- GOAL: List every line of the material below that contains the string "plate", matching case exactly.

- SUPPLIED RECORDS:
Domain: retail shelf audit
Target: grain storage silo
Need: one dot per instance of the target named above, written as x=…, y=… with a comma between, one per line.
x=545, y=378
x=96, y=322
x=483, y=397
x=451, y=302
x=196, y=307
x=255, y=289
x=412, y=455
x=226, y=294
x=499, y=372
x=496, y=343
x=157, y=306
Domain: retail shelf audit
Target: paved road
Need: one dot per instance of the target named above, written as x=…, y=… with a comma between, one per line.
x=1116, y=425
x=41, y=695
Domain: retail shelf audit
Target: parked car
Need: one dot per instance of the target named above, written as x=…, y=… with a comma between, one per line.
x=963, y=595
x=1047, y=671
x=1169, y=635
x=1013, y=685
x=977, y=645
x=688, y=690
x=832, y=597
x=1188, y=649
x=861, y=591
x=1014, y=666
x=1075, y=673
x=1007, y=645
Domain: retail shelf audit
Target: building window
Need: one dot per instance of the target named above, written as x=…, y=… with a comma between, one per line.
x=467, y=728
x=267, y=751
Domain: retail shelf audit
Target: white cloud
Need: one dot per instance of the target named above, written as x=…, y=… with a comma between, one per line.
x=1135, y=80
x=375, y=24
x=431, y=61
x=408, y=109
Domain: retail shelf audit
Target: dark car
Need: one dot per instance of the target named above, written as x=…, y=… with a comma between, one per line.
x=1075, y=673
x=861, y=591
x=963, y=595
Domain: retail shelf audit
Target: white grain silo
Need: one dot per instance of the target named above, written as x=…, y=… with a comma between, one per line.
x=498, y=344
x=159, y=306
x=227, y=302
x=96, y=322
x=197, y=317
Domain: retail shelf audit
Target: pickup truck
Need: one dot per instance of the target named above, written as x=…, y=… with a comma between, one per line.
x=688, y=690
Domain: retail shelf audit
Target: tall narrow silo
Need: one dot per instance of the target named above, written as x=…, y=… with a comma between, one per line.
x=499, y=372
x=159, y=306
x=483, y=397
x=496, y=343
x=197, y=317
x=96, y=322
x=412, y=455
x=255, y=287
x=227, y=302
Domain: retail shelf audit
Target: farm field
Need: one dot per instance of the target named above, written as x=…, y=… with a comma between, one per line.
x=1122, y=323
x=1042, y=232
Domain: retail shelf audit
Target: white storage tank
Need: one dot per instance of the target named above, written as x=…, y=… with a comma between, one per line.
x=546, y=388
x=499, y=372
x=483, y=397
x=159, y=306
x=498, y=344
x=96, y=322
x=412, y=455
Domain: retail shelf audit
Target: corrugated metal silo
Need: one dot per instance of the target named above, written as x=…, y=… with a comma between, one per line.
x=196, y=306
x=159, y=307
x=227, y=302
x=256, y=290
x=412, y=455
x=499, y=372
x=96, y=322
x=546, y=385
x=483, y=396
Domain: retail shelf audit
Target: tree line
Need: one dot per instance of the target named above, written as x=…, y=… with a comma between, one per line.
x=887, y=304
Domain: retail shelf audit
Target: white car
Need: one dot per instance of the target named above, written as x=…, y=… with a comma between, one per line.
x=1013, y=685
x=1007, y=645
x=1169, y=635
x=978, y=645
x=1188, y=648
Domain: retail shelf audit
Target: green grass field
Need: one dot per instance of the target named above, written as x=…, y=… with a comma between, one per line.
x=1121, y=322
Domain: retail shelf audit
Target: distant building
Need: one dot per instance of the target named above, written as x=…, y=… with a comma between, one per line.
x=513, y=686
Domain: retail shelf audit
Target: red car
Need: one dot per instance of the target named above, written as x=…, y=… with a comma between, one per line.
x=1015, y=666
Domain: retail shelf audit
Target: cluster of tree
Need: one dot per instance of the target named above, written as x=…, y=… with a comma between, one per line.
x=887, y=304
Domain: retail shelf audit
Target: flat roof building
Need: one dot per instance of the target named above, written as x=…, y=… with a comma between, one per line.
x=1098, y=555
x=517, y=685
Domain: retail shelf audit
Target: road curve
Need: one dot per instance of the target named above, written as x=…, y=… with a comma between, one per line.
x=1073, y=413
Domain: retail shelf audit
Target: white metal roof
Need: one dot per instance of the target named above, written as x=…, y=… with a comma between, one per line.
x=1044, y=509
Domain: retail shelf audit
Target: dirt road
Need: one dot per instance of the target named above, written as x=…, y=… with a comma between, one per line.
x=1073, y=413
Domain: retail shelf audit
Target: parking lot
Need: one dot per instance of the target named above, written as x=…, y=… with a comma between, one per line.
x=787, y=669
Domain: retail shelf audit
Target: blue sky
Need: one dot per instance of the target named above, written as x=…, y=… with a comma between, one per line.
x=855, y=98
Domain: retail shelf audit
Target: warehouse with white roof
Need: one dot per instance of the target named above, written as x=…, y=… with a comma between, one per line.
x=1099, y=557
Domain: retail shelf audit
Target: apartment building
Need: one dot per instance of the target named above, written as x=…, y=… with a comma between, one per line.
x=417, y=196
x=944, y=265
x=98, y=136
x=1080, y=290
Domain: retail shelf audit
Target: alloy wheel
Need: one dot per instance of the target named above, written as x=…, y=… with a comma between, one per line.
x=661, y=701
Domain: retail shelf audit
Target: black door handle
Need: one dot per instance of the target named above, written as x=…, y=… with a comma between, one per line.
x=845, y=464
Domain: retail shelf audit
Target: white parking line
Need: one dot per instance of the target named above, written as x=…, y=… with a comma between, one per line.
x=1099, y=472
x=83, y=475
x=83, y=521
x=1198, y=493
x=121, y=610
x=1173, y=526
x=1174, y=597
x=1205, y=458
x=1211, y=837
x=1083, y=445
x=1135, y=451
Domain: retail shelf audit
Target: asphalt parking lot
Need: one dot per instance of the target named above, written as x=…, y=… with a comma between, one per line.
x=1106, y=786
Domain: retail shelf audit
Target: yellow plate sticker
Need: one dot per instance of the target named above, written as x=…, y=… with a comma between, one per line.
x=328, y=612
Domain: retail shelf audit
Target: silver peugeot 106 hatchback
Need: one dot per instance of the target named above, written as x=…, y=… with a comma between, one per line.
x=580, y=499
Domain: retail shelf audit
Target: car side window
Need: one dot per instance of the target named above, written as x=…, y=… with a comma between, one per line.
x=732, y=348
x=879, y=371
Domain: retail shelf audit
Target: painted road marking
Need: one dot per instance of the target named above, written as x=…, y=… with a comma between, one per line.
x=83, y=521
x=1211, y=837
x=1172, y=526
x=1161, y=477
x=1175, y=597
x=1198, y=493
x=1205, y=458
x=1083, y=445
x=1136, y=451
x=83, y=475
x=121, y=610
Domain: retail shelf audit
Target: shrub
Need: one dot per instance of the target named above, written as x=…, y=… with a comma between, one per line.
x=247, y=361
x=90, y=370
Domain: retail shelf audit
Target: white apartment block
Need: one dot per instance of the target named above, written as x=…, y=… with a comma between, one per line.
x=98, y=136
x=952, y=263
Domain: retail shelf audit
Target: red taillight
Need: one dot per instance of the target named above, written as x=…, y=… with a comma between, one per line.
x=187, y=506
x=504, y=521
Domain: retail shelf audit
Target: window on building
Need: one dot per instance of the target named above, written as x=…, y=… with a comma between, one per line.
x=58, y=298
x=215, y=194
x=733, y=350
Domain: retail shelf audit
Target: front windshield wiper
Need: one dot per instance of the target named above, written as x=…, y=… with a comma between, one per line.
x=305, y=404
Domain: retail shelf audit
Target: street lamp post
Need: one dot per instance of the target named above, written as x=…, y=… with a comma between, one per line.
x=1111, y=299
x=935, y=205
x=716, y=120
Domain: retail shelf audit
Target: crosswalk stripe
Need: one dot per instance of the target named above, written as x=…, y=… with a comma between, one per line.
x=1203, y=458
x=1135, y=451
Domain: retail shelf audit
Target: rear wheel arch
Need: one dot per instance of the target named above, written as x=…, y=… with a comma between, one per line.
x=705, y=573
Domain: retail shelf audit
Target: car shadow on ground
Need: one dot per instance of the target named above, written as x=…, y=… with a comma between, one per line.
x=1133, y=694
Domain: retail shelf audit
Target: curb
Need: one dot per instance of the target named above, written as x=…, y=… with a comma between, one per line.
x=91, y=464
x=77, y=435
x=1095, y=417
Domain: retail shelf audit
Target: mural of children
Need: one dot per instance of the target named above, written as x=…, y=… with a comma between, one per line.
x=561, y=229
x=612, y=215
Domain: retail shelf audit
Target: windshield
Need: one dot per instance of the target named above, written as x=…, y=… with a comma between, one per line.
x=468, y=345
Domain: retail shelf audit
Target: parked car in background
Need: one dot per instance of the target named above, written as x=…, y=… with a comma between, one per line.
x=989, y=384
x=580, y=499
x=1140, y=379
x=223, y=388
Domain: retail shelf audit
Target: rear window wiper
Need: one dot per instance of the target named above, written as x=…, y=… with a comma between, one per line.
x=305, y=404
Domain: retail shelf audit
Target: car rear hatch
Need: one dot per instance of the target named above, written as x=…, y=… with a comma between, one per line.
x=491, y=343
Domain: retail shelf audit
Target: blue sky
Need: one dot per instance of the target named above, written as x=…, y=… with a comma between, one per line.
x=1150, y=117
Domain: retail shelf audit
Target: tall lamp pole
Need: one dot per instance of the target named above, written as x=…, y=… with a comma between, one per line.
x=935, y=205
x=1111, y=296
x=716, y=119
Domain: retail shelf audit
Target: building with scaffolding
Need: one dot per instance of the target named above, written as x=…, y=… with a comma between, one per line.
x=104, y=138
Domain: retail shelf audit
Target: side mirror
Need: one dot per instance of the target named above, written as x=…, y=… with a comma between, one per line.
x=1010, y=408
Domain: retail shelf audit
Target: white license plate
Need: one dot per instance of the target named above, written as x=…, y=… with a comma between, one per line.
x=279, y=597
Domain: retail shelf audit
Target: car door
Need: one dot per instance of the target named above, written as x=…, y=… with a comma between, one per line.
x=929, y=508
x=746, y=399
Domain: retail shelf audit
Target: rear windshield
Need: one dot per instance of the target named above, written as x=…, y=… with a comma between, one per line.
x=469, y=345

- THE COMPLETED TASK:
Target: yellow plate sticker
Target: white license plate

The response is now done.